#### Stated task 1
List every web address that appears in the forum thread below.
#### Stated task 2
Set down a passage from the forum thread below, starting at the words "I do think the" and stopping after the words "do is pray!".

#### Supplied text

□ □ □

I do think the Politicians have to be careful in stepping over the church's right to practice it's religion in peace.

I will continue and we all should continue to pray over the leadership of this nation that GODLY people not politicians or pharisees come to power and continue to use the church like Ralph Reed 
http://www.time.com/time/magazine/article/0,9171,1218060,00.html

http://www.christianitytoday.com/ct/2011/juneweb-only/risefallralphreed.html


....

I think the best thing to do is pray!


----------



## Nice & Wavy (Jan 26, 2013)

Adel10 said:


> I wanted to listen to all of this but there is one fundamental aspect that he keeps getting wrong...America was not founded as a Christian Nation
> 
> http://www.amazon.com/gp/product/0739492837/ref=oh_details_o00_s00_i00
> 
> ...


Please listen to the entire message.  I do appreciate the links you posted.

The point of his message is repentance, no matter if America was founded as a Christian nation or not, there is no denying that this country is far from God.  He is speaking out openly about sin, the leaders of this country and giving a call to Christians to repentance.  This message comes from the Holy Spirit. That is what is needed (repentance) and that is why I posted this thread.  Some things we must chew the meat and spit out the bones.

□ □ □

#### Part of a data file
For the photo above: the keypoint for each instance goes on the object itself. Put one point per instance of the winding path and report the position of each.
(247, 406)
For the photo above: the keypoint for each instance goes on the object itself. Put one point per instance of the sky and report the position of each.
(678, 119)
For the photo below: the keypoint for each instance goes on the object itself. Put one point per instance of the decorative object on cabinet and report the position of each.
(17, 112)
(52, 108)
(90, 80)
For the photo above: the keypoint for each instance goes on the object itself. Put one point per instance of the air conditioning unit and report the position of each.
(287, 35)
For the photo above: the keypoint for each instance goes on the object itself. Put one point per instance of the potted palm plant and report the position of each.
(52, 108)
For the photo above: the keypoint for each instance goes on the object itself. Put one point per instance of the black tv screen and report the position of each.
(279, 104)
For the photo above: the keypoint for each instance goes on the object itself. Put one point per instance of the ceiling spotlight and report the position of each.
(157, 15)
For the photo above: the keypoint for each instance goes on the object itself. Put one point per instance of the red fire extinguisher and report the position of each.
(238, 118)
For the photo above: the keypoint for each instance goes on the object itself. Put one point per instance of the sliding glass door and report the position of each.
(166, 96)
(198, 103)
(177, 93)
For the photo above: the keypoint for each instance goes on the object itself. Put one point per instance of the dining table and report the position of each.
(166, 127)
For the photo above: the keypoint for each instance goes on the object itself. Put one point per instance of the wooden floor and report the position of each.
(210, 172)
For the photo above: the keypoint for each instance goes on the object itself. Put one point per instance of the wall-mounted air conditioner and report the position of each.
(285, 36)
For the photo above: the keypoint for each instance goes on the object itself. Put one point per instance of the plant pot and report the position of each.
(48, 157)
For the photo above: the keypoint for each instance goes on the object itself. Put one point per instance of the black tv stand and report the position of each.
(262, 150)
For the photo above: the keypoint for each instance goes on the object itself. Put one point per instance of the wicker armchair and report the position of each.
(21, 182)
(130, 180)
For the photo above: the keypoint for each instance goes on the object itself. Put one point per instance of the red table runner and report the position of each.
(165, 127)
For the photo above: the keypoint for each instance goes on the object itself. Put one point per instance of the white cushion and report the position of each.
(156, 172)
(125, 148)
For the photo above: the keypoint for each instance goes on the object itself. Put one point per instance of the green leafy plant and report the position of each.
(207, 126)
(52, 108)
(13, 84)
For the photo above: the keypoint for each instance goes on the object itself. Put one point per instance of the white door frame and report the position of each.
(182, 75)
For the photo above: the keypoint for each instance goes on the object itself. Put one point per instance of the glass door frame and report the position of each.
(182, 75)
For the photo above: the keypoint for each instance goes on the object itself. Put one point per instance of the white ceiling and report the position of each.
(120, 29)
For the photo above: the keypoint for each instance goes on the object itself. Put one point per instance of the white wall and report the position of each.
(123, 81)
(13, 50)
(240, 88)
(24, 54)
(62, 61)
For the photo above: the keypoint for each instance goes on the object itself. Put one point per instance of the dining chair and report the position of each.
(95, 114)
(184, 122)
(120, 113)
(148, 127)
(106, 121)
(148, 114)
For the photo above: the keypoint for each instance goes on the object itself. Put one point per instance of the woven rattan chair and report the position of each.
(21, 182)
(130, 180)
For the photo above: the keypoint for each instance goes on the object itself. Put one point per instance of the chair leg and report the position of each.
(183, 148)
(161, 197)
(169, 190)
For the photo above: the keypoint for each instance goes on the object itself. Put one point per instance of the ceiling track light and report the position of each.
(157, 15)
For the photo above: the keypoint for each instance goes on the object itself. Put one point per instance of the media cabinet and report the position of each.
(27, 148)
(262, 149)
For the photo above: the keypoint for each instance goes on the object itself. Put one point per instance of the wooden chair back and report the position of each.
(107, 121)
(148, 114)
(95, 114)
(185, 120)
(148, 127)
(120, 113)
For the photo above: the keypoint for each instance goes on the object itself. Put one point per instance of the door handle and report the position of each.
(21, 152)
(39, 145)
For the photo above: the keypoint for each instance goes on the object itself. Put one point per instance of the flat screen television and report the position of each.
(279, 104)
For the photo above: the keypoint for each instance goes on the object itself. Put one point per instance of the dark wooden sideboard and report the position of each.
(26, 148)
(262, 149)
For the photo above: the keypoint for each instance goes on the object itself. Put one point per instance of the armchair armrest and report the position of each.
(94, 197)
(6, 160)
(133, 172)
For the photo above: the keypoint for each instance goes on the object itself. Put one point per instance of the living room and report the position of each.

□ □ □

#### Final answer 1
http://www.time.com/time/magazine/article/0,9171,1218060,00.html
http://www.christianitytoday.com/ct/2011/juneweb-only/risefallralphreed.html
http://www.amazon.com/gp/product/0739492837/ref=oh_details_o00_s00_i00

#### Final answer 2
I do think the Politicians have to be careful in stepping over the church's right to practice it's religion in peace.

I will continue and we all should continue to pray over the leadership of this nation that GODLY people not politicians or pharisees come to power and continue to use the church like Ralph Reed 
http://www.time.com/time/magazine/article/0,9171,1218060,00.html

http://www.christianitytoday.com/ct/2011/juneweb-only/risefallralphreed.html


....

I think the best thing to do is pray!